Output the material beneath exactly, leaving nothing out.
..........
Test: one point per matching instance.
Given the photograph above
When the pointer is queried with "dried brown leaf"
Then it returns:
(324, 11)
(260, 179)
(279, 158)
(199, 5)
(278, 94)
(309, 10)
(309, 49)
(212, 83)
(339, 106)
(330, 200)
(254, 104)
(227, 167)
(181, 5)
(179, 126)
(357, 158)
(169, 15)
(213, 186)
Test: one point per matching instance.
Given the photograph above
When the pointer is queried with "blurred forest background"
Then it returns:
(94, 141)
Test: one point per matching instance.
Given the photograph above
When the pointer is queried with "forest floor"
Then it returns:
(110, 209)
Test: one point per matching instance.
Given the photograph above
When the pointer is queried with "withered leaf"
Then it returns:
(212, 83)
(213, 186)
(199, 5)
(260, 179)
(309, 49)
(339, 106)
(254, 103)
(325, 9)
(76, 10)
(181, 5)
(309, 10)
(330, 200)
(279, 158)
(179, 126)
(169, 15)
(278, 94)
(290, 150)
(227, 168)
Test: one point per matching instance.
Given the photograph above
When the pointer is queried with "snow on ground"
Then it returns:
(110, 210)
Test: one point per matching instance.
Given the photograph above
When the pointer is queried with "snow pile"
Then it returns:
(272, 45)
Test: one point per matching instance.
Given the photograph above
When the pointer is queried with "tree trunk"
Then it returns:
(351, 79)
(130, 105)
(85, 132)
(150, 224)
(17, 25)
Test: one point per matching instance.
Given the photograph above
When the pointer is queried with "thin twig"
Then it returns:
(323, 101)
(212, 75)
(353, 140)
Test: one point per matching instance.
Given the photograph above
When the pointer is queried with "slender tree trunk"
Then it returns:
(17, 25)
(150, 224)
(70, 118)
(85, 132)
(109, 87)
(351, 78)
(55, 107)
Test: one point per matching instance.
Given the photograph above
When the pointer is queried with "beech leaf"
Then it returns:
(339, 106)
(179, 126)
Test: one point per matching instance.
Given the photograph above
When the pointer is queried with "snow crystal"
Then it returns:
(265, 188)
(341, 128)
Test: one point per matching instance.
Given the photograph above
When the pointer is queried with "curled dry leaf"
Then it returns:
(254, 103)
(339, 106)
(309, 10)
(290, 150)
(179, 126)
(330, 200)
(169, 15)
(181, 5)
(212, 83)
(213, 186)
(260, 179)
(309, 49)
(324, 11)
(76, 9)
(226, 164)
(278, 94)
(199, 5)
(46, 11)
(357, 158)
..........
→ PROBLEM SOLUTION
Test: one point per matching instance.
Given the photograph above
When the pointer is queried with "dried brown leaf"
Then it returns:
(324, 11)
(260, 179)
(279, 158)
(199, 5)
(278, 94)
(309, 10)
(309, 49)
(212, 83)
(339, 106)
(330, 200)
(254, 104)
(227, 167)
(181, 5)
(179, 126)
(357, 158)
(169, 15)
(213, 186)
Test: one point per matching instance.
Given the photograph above
When the pointer is queried with "blurred forest background"
Then it returns:
(94, 141)
Test: one point per matching instance.
Given the photograph above
When the pointer is queried with "forest floor"
Then it returns:
(110, 209)
Test: one point per matching instance.
Given the photograph above
When the pointer is queried with "withered leaf"
Then it returns:
(212, 83)
(213, 186)
(199, 5)
(260, 179)
(309, 49)
(339, 106)
(254, 103)
(325, 9)
(76, 10)
(181, 5)
(309, 10)
(330, 200)
(279, 158)
(179, 126)
(169, 15)
(278, 94)
(290, 150)
(227, 168)
Test: one point per matching instance.
Given the photograph above
When the pointer is queried with "snow on ground"
Then it returns:
(110, 210)
Test: one point per matching instance.
Given the photograph above
When the pointer is queried with "snow pile"
Then it returns:
(272, 45)
Test: one point per matching instance.
Given the photograph above
When the pointer is queried with "tree trunk"
Then it returns:
(351, 79)
(130, 105)
(85, 132)
(150, 224)
(17, 25)
Test: one point per matching instance.
Given the photograph above
When the pointer is queried with "thin twig"
Then it returns:
(323, 101)
(212, 75)
(353, 140)
Test: one point per matching instance.
Given the photograph above
When the pointer is queried with "slender tree trunk"
Then it returns:
(17, 25)
(150, 224)
(70, 118)
(85, 132)
(109, 87)
(351, 78)
(55, 107)
Test: one point per matching instance.
Given the photograph above
When the pointer is queried with "beech leaf"
Then it returns:
(339, 106)
(179, 126)
Test: one point per matching instance.
Given the photograph above
When the pointer is queried with "snow crystal"
Then it returns:
(265, 188)
(341, 128)
Test: one point per matching instance.
Given the photograph above
When the pointer is queried with "curled dry leaf"
Then it returns:
(254, 103)
(339, 106)
(309, 10)
(290, 150)
(179, 126)
(330, 200)
(169, 15)
(181, 5)
(212, 83)
(213, 186)
(260, 179)
(309, 49)
(324, 11)
(76, 9)
(226, 164)
(278, 94)
(199, 5)
(46, 11)
(357, 158)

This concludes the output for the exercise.